_The task_.
Show each line of the data below that contains the string "dragonfly", copied in full.

_Supplied records_.

────────────────────────────────────────

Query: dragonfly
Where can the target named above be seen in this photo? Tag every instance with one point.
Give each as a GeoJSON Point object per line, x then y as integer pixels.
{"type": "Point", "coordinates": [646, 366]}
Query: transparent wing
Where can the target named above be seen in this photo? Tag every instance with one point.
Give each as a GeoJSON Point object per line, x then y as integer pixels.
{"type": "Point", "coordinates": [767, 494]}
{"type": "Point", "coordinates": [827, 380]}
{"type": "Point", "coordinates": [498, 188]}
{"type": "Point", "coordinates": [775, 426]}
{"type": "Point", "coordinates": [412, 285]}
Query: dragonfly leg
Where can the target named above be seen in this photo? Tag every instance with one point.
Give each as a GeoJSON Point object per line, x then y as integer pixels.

────────────────────────────────────────

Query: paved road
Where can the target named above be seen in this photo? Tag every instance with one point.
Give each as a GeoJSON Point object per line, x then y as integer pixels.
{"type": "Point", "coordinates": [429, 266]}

────────────────────────────────────────

_Written response_.
Query: dragonfly
Query: dragonfly leg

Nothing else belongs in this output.